Entries supplied Block Start
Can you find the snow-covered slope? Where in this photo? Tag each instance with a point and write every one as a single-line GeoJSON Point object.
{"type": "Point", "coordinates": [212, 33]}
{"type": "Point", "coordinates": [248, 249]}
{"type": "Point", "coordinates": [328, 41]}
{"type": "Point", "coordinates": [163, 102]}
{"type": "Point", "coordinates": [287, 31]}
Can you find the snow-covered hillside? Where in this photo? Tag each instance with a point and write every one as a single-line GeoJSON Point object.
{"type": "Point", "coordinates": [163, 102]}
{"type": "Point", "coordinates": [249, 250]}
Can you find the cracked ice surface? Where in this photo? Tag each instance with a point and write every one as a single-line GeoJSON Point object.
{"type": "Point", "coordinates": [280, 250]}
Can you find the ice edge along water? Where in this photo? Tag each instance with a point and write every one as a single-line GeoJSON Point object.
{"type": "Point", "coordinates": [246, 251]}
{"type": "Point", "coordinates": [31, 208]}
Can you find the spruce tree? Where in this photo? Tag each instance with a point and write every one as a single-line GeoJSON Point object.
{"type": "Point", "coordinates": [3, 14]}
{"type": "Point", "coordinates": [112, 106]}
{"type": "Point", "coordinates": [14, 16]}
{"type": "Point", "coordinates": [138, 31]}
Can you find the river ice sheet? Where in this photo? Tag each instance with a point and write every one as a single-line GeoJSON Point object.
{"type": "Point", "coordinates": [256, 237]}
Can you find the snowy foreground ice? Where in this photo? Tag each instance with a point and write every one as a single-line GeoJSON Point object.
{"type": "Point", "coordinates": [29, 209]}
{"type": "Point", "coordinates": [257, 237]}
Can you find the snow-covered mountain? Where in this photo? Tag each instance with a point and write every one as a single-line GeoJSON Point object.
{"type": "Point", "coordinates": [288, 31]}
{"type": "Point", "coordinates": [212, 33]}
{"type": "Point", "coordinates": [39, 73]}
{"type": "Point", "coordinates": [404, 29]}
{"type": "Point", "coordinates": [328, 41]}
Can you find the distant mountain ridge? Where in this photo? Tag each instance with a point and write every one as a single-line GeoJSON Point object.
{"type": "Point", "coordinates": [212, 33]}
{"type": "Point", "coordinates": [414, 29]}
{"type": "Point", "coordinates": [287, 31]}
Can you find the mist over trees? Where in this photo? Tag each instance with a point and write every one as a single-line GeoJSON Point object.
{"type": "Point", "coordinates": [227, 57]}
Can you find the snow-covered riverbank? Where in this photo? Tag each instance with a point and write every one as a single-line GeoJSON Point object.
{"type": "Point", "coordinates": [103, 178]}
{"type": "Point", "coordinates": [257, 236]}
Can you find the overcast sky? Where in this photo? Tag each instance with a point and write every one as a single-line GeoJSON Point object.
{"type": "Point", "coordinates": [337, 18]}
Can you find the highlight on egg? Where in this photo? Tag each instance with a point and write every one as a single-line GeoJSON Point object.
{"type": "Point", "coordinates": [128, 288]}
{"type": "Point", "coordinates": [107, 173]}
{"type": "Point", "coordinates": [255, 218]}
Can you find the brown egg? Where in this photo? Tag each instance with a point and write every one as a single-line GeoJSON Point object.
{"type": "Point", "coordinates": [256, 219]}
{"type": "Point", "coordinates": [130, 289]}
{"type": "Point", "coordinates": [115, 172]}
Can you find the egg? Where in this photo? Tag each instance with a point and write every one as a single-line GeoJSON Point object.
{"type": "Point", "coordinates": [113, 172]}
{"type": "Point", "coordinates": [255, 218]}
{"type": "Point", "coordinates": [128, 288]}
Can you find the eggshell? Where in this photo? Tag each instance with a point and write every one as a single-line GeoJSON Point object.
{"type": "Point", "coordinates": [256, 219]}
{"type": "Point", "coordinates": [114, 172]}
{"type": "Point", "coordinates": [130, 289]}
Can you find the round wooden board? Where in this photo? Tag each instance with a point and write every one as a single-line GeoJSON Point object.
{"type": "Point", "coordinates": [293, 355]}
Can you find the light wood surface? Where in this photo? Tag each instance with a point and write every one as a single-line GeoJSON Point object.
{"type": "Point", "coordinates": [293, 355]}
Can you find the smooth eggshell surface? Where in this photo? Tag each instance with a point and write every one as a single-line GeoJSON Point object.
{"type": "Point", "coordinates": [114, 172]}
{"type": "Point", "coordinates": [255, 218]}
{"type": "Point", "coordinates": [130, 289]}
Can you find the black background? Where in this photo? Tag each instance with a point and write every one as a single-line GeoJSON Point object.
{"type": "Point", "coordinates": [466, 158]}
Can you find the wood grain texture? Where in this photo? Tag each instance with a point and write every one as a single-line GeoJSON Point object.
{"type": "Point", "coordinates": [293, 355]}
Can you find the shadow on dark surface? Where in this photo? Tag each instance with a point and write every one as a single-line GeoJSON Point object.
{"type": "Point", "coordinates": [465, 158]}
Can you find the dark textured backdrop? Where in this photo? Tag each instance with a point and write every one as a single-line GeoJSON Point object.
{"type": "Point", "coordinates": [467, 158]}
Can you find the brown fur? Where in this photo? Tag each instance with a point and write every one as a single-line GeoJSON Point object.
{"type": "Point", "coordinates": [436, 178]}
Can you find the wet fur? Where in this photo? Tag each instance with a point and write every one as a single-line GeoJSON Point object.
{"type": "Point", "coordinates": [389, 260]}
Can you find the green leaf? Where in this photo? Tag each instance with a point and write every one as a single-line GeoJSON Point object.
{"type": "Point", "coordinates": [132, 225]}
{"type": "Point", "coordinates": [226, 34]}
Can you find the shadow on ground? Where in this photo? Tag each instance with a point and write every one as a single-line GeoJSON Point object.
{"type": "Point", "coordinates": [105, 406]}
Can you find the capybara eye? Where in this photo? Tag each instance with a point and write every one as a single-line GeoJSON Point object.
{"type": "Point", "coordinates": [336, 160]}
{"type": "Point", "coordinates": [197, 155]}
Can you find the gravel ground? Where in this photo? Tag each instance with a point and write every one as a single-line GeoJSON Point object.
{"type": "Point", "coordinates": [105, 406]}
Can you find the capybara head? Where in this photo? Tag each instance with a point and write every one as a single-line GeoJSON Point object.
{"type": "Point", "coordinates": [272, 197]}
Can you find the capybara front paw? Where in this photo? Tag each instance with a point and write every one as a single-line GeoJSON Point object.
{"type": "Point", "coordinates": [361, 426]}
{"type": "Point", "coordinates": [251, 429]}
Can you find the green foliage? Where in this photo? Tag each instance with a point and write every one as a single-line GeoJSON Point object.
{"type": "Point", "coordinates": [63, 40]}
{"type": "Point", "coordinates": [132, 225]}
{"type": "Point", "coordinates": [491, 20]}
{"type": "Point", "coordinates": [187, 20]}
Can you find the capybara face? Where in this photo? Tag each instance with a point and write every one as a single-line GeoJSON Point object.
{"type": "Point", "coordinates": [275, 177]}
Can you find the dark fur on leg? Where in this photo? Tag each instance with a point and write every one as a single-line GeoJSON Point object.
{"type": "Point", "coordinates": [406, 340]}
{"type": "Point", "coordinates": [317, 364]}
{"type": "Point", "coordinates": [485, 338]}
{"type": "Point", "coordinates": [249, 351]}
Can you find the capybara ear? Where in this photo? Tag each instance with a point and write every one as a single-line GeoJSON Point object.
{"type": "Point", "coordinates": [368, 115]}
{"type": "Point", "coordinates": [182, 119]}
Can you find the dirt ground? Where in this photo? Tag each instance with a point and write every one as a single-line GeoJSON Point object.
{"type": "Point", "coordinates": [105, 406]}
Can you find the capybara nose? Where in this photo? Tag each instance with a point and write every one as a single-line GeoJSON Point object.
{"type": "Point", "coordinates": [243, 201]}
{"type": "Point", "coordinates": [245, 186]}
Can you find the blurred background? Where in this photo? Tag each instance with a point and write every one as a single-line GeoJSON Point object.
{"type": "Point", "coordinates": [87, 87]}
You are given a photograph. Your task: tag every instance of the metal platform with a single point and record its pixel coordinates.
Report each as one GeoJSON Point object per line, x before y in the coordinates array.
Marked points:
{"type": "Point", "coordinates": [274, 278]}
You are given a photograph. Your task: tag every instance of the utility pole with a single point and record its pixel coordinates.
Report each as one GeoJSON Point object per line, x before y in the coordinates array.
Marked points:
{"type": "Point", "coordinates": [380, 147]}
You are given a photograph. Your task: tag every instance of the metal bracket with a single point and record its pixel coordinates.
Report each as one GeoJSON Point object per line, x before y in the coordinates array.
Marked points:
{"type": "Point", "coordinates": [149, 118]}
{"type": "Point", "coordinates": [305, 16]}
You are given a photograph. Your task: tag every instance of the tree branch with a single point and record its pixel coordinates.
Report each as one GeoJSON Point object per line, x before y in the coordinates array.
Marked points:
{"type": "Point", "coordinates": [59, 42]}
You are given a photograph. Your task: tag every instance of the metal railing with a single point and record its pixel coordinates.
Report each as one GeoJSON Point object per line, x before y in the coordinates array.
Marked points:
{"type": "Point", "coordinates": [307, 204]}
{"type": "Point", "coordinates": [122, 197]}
Entries supplied Block End
Problem details: What is the number of lines in the records that contain "pixel"? Give that number only.

Written answer: 5